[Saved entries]
---*---

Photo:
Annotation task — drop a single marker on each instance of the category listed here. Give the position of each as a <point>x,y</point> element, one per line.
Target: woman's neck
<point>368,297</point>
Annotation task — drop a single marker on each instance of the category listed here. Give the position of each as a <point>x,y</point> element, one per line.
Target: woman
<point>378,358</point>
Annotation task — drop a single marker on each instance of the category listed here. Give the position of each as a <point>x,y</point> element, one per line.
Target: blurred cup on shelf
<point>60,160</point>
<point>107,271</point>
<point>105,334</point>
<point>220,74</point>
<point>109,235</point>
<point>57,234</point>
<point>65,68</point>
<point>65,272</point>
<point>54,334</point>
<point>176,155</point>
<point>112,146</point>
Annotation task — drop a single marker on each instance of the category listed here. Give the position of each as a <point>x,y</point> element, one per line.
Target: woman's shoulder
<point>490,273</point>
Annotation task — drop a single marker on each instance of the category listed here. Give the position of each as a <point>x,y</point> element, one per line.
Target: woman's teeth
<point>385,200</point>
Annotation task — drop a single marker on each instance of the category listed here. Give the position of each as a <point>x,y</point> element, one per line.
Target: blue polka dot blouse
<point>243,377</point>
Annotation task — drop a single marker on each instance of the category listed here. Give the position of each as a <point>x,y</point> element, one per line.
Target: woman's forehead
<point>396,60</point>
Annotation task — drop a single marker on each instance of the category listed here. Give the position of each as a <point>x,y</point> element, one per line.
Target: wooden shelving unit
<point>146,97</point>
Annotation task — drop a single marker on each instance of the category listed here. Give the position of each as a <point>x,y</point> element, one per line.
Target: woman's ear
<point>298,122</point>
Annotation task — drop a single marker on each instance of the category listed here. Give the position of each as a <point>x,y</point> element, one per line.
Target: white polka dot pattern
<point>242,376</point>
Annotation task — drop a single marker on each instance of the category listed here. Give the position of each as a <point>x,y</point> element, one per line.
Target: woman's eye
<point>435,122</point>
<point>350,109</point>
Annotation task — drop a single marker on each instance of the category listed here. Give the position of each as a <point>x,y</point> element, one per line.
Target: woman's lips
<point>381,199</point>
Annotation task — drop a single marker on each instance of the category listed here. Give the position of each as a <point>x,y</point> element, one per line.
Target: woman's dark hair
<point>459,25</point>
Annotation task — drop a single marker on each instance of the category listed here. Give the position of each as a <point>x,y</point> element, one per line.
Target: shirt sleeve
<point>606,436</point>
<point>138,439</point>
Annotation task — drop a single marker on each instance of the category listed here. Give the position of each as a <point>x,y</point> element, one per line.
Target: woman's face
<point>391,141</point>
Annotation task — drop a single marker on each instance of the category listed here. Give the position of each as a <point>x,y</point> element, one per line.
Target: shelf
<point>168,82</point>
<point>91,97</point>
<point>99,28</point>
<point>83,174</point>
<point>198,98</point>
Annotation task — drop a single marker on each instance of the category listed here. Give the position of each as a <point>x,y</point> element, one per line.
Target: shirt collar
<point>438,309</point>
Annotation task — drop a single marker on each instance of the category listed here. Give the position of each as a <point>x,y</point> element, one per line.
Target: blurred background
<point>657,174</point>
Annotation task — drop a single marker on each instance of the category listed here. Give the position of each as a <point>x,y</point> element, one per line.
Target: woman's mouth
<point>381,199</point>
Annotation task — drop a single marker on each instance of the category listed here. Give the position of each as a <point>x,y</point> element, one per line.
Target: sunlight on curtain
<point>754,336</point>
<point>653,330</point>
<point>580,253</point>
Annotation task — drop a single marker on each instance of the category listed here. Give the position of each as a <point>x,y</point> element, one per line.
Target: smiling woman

---*---

What you are asked to do:
All of the data above needs to be transcribed verbatim.

Task output:
Photo:
Annotation task — drop a single marker on each instance of the category listed here. Give the position of each as a <point>x,y</point> element, one per line.
Target: woman's neck
<point>368,297</point>
Annotation task — drop a single marker on each instance of the category listed here. Give the position of each as a <point>x,y</point> element, one per line.
Target: woman
<point>378,358</point>
Annotation task — drop a single marker on each instance of the category listed here. Give the position of each as a <point>x,y</point> element, one per line.
Target: blurred cup on shelf
<point>60,160</point>
<point>107,271</point>
<point>105,334</point>
<point>220,74</point>
<point>109,235</point>
<point>57,234</point>
<point>65,68</point>
<point>65,272</point>
<point>54,334</point>
<point>176,155</point>
<point>112,146</point>
Annotation task — drop a single marker on each instance of the category listed here. Give the position of each as a <point>x,y</point> element, one per line.
Target: woman's shoulder
<point>490,273</point>
Annotation task — drop a single marker on each instance of the category listed here. Give the position of each as a <point>x,y</point> element, one per line.
Target: woman's teeth
<point>385,200</point>
Annotation task — drop a single marker on each instance of the category listed here. Give the position of each as a <point>x,y</point> element, one per line.
Target: blue polka dot blouse
<point>243,377</point>
Annotation task — drop a single marker on each instance of the category listed here. Give the position of each as a <point>x,y</point> element, one per line.
Target: woman's forehead
<point>396,60</point>
Annotation task — drop a single marker on each instance of the category listed here. Give the position of each as a <point>x,y</point> element, one per line.
Target: wooden shelving unit
<point>146,97</point>
Annotation task — drop a single marker on each instance of the category listed here. Give the position of each as a <point>x,y</point> element, one per line.
Target: woman's ear
<point>298,122</point>
Annotation task — drop a single marker on each instance of the category listed here. Give the position of each as a <point>x,y</point> element, one per line.
Target: white polka dot pattern
<point>242,376</point>
Annotation task — drop a single marker on each instance of the category listed here. Give the position of each as a <point>x,y</point> element, one per line.
Target: woman's eye
<point>435,122</point>
<point>350,109</point>
Annotation task — drop a single marker on each instance of the category listed here. Give the position of each as a <point>x,y</point> element, one per line.
Target: woman's lips
<point>381,199</point>
Annotation task — drop a single marker on each instance of the category listed here. Give the position of each as a <point>x,y</point> element, one per line.
Target: woman's dark hair
<point>459,25</point>
Annotation task — drop a single marker on each instance of the category listed here. Give the position of each as a <point>x,y</point> element, one per line.
Target: shirt sleeve
<point>606,436</point>
<point>138,439</point>
Annotation task — drop a single marker on each instance of the category listed here. Give the position of each as a <point>x,y</point> element, one per line.
Target: woman's face
<point>391,141</point>
Annotation task — drop a single marker on each instance of the category listed here. Give the position of each as a <point>x,y</point> element, one per line.
Target: shelf
<point>168,82</point>
<point>91,97</point>
<point>99,28</point>
<point>83,174</point>
<point>198,98</point>
Annotation task — drop a single marker on each instance of the category listed here. Give the position of each as a <point>x,y</point> element, one per line.
Target: shirt collar
<point>438,309</point>
Annotation task — drop a single marker on each instance of the category listed here. Give the position of each as a <point>x,y</point> element, one per line.
Target: blurred background
<point>657,174</point>
Annotation task — drop a single marker on each instance of the category listed here. Give the position of each as a <point>x,y</point> element, one per line.
Target: woman's mouth
<point>381,199</point>
Annotation task — drop a single marker on each instance of the category listed here. Give the position of each as a <point>x,y</point> element, one per line.
Target: sunlight on curtain
<point>754,336</point>
<point>653,330</point>
<point>580,253</point>
Annotation task — drop a single marker on each instance of the category listed here. Give the position of each as a <point>x,y</point> element, one per line.
Target: smiling woman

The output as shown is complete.